Stated goal: State how many lines in the material below contain the string "shrub", with case counting, and give only the number.

Given records:
+++
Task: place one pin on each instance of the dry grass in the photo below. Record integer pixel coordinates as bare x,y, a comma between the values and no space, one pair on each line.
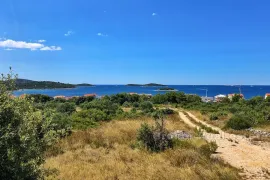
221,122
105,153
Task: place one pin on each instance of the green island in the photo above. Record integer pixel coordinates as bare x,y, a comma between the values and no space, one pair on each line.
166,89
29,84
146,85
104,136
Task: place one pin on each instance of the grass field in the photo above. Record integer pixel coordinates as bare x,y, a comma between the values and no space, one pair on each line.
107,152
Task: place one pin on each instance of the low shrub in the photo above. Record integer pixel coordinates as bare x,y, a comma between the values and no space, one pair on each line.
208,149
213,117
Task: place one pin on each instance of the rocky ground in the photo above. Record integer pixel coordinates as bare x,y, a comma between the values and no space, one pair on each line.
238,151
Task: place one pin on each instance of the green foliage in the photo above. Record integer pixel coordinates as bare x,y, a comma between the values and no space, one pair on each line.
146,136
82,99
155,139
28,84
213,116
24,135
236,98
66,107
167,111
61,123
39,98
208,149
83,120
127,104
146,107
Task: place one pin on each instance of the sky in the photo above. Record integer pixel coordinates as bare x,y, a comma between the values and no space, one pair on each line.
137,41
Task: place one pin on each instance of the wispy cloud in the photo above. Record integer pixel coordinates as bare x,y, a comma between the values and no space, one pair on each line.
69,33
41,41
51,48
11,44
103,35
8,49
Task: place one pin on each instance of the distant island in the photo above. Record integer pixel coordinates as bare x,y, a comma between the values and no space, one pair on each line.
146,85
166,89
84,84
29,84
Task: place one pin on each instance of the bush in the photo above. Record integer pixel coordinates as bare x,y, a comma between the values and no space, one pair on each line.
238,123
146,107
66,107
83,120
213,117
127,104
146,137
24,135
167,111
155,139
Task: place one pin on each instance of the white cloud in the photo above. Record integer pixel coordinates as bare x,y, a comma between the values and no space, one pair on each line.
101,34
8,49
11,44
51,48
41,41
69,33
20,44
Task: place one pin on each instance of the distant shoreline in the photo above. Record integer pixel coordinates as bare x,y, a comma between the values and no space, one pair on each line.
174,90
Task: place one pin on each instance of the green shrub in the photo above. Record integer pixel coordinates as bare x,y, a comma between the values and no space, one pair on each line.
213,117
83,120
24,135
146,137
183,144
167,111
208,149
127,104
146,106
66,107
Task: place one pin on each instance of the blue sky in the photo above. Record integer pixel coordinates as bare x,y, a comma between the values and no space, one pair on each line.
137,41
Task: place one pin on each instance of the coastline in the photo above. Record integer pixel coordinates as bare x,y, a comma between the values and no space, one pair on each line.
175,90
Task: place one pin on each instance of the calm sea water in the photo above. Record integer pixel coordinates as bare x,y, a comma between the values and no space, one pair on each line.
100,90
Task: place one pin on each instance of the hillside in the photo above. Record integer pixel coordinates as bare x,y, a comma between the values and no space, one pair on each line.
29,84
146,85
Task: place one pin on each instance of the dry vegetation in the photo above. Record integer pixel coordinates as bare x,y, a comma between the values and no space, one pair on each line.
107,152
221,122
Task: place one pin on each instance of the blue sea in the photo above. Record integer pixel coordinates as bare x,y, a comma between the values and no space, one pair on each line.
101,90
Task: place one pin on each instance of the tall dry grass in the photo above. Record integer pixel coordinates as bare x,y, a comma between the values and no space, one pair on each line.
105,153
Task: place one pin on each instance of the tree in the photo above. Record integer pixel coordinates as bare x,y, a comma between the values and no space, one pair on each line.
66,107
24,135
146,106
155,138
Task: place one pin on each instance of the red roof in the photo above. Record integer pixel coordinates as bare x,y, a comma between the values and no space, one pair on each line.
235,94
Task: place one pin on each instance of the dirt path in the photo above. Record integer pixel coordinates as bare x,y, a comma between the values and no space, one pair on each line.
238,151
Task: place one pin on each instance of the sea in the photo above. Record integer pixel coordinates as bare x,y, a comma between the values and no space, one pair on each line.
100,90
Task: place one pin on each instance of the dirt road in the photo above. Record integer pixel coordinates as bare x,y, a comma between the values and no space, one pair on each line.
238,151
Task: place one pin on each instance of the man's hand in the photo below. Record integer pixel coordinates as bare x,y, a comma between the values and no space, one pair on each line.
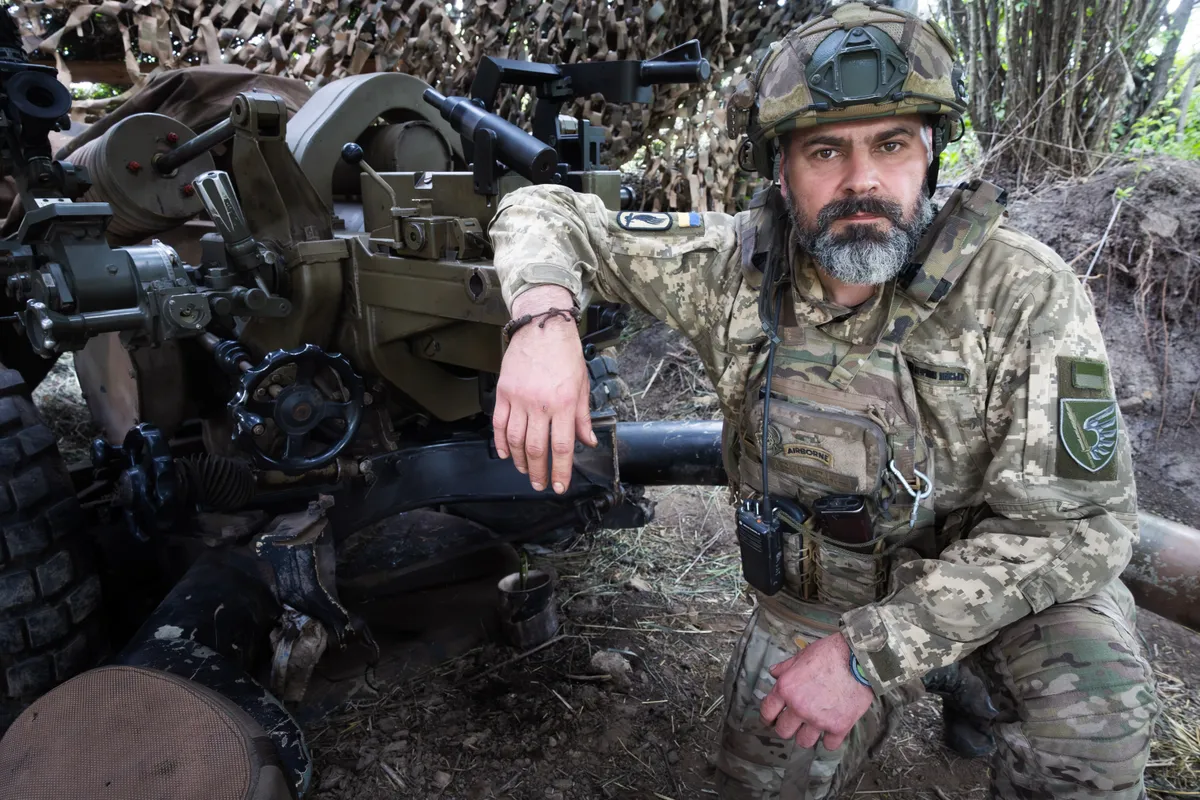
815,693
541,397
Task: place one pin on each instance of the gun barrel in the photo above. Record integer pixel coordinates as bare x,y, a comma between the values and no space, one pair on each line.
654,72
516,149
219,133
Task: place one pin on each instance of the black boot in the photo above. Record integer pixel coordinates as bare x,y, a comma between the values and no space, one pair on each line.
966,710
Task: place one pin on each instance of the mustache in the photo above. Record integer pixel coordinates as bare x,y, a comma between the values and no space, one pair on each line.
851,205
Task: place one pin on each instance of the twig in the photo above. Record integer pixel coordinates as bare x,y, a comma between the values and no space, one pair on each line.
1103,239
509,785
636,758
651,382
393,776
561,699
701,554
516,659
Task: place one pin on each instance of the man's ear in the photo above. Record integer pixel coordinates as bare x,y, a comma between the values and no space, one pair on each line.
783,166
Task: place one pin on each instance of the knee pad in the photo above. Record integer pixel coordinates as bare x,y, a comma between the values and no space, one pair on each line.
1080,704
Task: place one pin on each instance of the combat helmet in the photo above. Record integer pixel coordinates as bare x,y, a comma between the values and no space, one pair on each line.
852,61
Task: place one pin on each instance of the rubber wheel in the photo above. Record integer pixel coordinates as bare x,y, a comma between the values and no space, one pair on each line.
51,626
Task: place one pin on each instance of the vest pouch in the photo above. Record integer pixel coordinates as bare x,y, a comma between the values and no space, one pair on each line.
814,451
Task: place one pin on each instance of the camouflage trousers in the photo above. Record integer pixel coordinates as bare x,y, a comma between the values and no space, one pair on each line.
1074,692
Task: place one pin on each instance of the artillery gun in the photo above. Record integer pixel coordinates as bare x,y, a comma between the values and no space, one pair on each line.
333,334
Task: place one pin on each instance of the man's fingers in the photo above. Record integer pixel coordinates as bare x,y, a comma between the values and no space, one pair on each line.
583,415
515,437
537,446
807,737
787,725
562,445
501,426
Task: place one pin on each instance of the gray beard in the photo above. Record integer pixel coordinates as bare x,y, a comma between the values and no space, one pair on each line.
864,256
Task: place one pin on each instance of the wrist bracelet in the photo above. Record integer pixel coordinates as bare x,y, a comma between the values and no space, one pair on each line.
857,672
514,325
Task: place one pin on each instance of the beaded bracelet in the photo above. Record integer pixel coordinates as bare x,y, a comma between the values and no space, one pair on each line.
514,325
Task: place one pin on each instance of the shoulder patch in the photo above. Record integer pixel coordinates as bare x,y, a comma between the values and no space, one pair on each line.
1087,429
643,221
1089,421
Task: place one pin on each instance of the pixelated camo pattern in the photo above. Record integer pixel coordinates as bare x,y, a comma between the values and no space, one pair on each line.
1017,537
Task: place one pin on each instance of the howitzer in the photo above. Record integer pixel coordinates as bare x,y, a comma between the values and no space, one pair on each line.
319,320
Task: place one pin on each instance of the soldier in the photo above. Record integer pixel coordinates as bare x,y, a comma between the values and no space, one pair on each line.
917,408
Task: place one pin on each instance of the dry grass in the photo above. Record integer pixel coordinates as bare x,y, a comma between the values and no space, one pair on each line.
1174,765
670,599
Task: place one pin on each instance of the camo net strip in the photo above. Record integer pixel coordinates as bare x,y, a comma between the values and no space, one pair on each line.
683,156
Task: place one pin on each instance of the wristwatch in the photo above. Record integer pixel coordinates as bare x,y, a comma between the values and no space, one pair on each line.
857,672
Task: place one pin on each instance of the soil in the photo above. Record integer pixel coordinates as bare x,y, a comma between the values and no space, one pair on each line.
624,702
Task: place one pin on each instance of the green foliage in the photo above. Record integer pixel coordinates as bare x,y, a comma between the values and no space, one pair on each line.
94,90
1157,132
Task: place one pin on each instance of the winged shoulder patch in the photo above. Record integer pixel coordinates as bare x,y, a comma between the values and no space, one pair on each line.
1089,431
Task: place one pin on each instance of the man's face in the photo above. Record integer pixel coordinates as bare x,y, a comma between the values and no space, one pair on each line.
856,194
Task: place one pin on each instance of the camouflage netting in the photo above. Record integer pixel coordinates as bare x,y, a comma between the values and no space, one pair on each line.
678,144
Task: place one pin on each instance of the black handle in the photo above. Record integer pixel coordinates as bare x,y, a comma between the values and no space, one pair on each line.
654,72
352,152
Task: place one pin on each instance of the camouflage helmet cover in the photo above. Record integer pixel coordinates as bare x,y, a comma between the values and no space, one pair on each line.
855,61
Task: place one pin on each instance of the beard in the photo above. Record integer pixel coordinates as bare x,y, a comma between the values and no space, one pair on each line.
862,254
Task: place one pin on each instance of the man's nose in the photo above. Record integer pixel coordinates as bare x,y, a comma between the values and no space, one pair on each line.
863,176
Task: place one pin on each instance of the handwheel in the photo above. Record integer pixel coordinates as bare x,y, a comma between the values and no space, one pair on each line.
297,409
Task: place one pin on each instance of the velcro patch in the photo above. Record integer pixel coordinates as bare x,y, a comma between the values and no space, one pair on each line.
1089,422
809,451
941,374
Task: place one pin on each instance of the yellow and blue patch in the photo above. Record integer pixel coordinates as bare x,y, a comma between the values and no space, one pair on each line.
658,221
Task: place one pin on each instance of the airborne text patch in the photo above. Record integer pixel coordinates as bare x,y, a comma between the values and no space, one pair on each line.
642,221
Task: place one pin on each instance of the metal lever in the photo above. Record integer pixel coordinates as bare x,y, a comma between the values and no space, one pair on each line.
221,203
+++
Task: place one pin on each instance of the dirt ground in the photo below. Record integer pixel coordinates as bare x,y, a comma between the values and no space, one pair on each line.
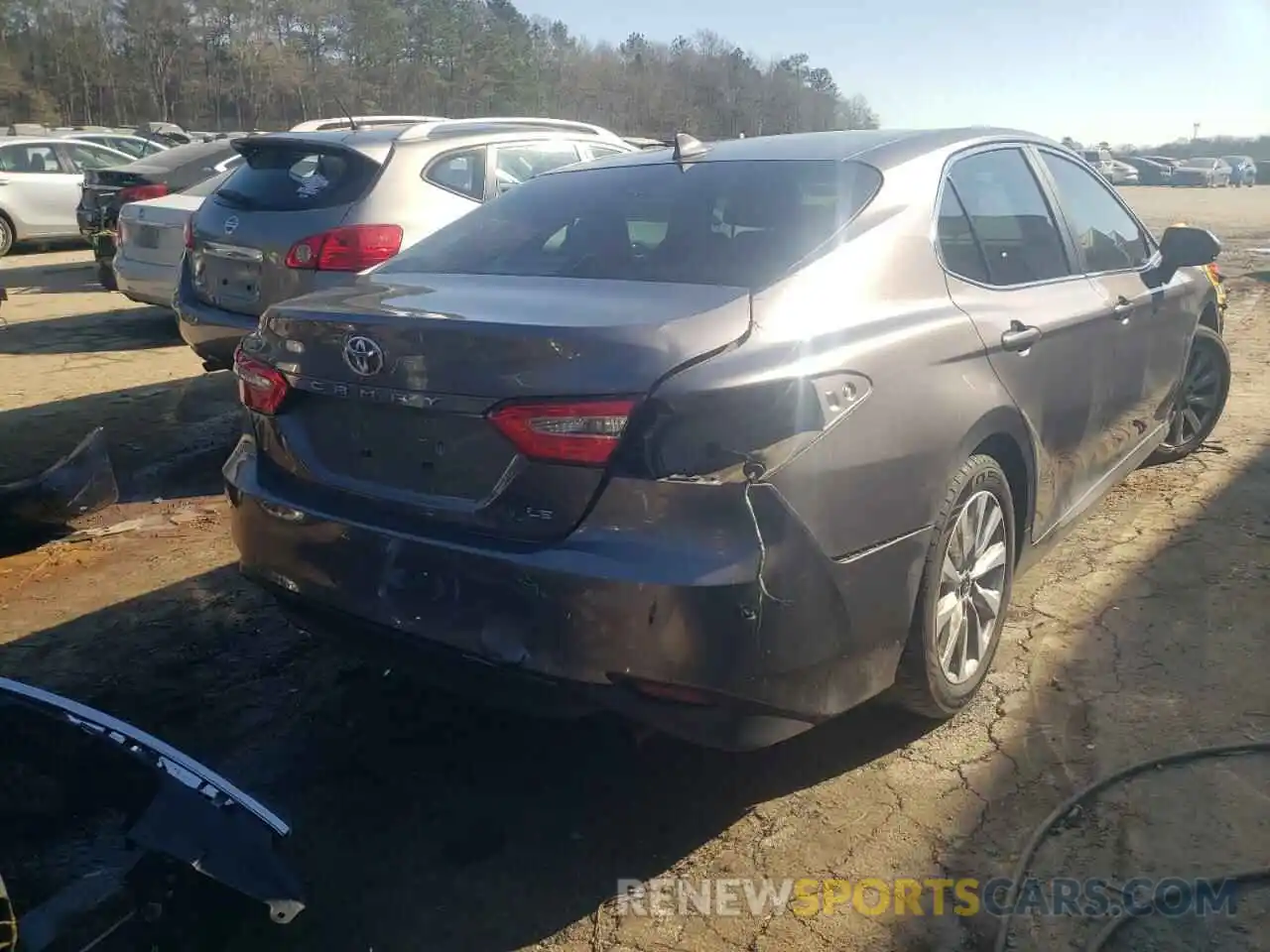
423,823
+++
Result of this task: 2